:: Information shown

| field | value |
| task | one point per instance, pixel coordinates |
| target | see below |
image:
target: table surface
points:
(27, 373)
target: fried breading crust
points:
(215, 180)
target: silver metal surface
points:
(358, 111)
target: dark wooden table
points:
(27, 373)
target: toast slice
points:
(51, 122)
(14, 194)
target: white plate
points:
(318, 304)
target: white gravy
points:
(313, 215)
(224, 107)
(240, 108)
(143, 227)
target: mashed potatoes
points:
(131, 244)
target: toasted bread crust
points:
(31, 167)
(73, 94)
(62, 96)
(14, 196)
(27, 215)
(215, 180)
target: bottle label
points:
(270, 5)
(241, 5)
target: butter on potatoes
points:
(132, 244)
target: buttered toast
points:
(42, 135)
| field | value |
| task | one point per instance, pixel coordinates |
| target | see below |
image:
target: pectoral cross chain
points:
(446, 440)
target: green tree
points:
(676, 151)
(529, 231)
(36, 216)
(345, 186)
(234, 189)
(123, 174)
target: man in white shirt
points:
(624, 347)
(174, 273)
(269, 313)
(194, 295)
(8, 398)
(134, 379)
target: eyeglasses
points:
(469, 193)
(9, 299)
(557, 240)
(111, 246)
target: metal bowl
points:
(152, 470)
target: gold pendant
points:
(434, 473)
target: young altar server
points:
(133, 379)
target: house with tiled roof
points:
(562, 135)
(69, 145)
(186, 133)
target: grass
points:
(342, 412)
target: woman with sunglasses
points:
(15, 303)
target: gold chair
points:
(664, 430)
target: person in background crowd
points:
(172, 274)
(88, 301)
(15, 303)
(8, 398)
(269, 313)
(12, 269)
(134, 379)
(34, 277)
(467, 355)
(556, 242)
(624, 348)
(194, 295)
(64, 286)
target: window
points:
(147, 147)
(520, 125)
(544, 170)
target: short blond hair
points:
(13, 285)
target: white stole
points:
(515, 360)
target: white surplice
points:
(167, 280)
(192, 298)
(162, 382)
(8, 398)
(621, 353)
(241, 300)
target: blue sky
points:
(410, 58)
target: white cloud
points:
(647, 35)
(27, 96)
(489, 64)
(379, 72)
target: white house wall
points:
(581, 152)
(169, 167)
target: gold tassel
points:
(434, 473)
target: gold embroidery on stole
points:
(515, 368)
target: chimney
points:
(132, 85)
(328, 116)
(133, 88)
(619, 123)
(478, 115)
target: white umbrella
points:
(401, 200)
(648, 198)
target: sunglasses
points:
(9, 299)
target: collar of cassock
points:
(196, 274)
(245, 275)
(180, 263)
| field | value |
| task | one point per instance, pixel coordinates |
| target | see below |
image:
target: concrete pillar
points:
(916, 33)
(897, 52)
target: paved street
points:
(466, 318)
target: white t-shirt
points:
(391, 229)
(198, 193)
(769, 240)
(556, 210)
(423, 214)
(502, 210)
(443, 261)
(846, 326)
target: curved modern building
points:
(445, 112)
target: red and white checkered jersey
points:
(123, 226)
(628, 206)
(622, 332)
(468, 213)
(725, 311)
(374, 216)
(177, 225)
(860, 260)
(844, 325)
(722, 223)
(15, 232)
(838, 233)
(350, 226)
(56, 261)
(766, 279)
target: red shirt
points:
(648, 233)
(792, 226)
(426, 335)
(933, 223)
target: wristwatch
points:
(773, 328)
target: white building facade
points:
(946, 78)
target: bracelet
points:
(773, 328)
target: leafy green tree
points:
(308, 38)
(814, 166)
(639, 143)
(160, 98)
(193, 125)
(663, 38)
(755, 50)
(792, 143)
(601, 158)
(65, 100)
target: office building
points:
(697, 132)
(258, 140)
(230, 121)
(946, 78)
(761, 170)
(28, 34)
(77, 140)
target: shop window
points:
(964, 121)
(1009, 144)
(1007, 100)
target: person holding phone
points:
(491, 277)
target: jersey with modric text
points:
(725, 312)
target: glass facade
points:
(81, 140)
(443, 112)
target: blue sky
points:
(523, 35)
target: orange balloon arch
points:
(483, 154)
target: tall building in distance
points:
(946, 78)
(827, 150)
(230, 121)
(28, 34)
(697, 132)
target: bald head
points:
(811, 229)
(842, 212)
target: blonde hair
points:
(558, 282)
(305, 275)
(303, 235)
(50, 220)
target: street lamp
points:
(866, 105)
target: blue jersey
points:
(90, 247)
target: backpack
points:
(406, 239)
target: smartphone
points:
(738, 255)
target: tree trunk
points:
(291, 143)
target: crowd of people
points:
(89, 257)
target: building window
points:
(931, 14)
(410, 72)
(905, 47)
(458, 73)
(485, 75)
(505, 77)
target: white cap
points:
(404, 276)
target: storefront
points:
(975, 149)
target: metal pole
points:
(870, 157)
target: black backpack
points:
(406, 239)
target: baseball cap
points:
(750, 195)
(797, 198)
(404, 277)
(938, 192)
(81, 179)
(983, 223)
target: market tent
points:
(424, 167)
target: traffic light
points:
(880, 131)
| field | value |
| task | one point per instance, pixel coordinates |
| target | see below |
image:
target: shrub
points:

::::

### Directions for this task
Only a number is wanted here: the count of lines above that contain the word "white".

### Response below
12